═══ RECORDS FOR THE TASK

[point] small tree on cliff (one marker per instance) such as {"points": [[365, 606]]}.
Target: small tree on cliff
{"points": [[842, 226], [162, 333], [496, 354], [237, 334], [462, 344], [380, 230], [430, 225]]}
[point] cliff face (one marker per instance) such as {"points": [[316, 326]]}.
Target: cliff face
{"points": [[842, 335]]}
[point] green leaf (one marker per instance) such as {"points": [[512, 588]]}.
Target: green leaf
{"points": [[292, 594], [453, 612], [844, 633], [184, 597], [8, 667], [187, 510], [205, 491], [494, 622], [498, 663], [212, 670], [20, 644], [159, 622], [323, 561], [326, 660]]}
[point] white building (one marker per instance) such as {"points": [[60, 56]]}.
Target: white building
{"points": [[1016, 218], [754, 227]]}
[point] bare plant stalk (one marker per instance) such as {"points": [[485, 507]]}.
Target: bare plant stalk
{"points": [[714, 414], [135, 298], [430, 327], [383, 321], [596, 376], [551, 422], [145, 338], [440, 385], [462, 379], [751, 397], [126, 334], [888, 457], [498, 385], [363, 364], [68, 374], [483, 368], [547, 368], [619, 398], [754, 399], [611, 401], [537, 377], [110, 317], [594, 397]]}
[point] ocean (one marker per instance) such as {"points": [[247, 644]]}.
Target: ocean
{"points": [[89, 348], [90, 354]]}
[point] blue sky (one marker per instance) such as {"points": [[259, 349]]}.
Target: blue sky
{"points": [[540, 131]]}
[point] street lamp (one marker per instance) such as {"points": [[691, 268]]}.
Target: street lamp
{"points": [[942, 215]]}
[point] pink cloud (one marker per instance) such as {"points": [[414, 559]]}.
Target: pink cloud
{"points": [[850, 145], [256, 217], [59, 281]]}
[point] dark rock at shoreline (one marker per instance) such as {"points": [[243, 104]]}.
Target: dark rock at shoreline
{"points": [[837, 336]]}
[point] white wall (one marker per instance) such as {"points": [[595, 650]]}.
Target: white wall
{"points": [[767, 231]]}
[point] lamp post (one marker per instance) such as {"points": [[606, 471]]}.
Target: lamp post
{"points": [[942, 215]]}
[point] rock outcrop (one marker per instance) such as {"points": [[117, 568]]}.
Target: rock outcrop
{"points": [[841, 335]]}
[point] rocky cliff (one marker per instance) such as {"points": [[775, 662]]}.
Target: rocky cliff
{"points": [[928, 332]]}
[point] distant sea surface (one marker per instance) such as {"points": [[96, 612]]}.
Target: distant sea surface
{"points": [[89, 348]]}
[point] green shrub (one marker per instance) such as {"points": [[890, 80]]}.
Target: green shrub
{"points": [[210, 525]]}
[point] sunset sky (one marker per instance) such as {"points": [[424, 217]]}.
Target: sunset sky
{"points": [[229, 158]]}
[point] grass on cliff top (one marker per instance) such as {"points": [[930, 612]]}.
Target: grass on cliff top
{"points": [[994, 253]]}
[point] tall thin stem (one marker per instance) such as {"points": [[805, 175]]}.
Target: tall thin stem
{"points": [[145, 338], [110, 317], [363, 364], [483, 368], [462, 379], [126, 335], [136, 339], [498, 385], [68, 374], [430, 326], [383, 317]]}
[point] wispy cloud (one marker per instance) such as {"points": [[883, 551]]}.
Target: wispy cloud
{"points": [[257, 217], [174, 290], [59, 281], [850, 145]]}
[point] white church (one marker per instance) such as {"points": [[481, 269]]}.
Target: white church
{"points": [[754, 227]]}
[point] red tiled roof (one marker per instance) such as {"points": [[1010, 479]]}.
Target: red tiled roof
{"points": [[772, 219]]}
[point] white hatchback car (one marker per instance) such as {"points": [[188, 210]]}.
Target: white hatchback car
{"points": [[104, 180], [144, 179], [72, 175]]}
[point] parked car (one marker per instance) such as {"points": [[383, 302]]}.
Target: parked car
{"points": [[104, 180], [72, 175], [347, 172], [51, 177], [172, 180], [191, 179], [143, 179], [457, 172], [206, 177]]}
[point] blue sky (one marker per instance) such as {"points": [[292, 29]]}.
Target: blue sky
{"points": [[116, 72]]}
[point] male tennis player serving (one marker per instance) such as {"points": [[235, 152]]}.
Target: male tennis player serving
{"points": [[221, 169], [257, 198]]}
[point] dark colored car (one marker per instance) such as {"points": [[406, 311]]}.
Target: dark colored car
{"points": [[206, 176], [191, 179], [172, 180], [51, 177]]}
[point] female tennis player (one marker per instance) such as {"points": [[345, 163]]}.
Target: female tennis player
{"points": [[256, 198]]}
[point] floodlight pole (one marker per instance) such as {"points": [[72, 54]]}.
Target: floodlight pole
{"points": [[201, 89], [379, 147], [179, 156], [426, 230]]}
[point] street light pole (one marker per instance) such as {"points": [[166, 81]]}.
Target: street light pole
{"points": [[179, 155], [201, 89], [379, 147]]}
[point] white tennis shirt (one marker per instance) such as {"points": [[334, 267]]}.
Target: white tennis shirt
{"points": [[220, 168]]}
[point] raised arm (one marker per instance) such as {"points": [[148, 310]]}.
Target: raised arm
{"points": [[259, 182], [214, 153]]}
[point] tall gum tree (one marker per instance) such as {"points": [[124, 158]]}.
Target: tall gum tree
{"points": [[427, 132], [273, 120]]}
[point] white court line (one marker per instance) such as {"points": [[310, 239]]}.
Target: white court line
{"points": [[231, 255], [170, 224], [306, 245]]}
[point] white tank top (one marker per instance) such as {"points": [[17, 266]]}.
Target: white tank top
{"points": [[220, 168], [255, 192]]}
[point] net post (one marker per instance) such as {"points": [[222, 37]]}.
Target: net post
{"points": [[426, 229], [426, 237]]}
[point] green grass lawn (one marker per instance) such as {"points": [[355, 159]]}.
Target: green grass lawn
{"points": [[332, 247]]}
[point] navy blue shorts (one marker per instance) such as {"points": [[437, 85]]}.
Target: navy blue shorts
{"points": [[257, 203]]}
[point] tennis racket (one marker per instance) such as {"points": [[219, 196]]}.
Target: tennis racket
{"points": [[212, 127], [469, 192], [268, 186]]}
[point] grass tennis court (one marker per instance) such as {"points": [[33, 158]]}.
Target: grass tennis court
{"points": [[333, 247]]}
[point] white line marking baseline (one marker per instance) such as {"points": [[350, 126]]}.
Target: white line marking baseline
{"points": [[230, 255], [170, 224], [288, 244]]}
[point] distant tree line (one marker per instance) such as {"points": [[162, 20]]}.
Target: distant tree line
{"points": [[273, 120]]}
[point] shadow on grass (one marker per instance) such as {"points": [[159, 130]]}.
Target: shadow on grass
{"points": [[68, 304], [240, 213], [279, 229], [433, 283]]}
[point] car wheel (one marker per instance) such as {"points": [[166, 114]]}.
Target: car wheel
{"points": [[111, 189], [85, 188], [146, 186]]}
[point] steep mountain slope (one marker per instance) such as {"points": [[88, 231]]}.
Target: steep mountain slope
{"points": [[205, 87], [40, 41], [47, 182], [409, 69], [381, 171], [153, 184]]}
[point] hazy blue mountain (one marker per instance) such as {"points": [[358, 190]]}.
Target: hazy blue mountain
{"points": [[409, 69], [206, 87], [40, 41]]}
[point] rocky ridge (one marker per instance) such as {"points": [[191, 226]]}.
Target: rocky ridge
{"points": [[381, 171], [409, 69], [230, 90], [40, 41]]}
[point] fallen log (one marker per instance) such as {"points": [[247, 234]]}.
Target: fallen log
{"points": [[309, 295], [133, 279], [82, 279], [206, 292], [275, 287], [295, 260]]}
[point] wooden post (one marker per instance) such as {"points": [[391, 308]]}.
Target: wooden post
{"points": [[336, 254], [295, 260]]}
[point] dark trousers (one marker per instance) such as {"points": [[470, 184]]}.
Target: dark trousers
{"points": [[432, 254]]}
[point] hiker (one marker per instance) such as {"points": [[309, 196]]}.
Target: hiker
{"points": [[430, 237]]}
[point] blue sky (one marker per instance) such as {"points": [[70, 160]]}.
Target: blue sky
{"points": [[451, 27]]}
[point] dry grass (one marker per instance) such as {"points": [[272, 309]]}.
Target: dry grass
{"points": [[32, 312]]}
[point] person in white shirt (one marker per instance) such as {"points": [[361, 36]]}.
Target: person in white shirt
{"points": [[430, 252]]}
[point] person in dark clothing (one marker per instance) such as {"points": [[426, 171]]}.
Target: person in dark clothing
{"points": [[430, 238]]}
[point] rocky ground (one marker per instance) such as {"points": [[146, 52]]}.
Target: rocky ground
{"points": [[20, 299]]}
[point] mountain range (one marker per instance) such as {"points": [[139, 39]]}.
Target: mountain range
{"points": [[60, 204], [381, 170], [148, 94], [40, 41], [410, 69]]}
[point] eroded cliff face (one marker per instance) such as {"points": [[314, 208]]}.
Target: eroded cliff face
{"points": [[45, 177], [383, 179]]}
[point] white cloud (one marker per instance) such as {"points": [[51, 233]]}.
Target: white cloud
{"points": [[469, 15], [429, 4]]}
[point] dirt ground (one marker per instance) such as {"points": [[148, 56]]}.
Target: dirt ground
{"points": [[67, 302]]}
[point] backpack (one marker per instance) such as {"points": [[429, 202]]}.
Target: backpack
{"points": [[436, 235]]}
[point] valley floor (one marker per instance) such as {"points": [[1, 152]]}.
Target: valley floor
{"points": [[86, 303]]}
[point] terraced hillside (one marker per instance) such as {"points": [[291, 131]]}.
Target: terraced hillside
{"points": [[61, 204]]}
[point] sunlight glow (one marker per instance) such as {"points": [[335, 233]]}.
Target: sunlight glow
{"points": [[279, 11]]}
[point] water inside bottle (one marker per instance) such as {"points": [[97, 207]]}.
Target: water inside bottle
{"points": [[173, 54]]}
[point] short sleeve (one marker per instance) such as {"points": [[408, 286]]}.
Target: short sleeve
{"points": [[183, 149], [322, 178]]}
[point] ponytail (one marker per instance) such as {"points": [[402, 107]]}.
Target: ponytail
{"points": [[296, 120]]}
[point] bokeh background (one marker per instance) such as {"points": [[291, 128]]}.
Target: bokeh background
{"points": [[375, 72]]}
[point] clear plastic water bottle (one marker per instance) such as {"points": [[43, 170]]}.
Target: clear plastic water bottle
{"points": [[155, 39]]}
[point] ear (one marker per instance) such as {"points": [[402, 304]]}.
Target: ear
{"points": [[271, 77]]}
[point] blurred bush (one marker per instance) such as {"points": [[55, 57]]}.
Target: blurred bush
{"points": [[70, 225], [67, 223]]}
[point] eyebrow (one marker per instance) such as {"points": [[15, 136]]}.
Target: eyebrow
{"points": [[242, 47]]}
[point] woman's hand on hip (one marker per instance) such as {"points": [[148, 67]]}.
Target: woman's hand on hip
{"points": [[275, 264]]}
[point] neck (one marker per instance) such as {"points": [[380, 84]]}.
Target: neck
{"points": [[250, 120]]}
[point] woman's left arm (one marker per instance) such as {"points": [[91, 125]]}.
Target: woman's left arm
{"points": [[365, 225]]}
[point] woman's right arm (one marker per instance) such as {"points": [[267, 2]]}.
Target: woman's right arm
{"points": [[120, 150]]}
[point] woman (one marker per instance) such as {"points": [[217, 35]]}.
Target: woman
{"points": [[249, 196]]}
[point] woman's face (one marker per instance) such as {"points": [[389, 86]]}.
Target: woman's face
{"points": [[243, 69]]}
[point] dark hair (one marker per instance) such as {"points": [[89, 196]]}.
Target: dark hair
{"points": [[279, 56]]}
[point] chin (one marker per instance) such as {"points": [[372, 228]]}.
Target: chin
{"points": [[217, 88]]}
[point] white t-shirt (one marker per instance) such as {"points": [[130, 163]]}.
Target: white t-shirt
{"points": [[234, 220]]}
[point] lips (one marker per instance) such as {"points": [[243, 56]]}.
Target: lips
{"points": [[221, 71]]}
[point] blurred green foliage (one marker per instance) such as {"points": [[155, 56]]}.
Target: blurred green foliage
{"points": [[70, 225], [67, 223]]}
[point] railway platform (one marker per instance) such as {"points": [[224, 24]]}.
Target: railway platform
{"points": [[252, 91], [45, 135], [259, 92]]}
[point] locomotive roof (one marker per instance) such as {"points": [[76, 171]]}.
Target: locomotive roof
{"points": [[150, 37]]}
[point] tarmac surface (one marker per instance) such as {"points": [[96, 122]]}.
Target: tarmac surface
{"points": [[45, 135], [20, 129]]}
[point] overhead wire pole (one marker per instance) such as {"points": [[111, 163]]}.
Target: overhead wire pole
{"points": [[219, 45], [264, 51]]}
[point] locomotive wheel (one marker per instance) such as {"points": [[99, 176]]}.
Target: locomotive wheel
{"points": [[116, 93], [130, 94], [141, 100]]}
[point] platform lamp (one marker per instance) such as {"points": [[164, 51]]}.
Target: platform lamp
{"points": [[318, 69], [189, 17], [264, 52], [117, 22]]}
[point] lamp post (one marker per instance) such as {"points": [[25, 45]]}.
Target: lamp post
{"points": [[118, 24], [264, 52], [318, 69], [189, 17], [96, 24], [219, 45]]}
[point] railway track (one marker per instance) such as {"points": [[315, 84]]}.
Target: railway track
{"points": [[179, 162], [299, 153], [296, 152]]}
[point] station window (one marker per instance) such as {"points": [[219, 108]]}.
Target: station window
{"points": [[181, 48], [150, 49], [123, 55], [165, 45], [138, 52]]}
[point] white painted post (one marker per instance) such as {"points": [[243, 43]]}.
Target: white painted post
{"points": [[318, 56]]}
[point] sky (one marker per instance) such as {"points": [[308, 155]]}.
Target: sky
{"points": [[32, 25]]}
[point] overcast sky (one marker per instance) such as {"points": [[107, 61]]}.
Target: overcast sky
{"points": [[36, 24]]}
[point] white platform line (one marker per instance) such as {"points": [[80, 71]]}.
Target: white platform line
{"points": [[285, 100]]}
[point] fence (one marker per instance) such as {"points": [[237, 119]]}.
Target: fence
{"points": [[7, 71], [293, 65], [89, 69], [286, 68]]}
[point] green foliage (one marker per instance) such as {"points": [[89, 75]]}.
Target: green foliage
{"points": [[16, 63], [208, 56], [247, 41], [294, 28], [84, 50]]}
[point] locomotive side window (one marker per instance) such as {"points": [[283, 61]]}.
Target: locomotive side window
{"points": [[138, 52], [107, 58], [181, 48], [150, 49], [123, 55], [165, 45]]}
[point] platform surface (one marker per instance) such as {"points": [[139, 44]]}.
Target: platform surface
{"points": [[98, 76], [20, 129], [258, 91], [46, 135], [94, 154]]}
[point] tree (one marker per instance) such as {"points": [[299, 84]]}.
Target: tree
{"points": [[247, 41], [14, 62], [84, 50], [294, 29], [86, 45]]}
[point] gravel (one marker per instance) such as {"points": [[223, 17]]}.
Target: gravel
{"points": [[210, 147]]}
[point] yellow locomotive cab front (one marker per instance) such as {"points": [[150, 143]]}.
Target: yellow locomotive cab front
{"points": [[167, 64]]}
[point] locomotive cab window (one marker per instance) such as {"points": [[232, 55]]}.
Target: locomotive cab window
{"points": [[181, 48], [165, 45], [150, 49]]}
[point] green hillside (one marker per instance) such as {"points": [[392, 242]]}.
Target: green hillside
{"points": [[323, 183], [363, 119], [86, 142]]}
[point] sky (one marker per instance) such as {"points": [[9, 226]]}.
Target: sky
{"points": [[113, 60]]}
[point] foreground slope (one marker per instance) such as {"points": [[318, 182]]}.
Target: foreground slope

══════

Type out exactly the span of lines from the one with "Target: fence" to the end of the material above, counting both end lines, and nothing else.

OUTPUT FOR THIS EXERCISE »
Target: fence
{"points": [[7, 71], [293, 65], [89, 69], [286, 68]]}
[point] green foliage (one marker per instance) such as {"points": [[89, 75]]}.
Target: green foliage
{"points": [[16, 63], [208, 56], [247, 41], [294, 28], [84, 50]]}
[point] locomotive side window (one marker per instance) such as {"points": [[283, 61]]}.
Target: locomotive side window
{"points": [[138, 52], [107, 58], [181, 48], [150, 49], [123, 55], [165, 45]]}
[point] platform surface (one marker per instance) such as {"points": [[139, 44]]}.
Target: platform surface
{"points": [[98, 76], [20, 129], [258, 91], [46, 135], [94, 154]]}
[point] tree (one marker per instance) such as {"points": [[299, 84]]}.
Target: tree
{"points": [[247, 41], [14, 62], [84, 50], [294, 29], [86, 45]]}
[point] gravel (one marker per instance) such as {"points": [[223, 17]]}.
Target: gravel
{"points": [[210, 147]]}
[point] yellow locomotive cab front (one marker per instance) such as {"points": [[150, 143]]}.
Target: yellow locomotive cab front
{"points": [[167, 64]]}
[point] locomotive cab window (one marker per instance) such as {"points": [[232, 55]]}.
Target: locomotive cab window
{"points": [[181, 48], [165, 45], [150, 49]]}
[point] green hillside (one marker per instance) such as {"points": [[392, 242]]}.
Target: green hillside
{"points": [[323, 183], [363, 119], [86, 142]]}
[point] sky (one marker per instance) such as {"points": [[9, 226]]}.
Target: sky
{"points": [[113, 60]]}
[point] foreground slope (one marker per instance) such as {"points": [[318, 182]]}.
Target: foreground slope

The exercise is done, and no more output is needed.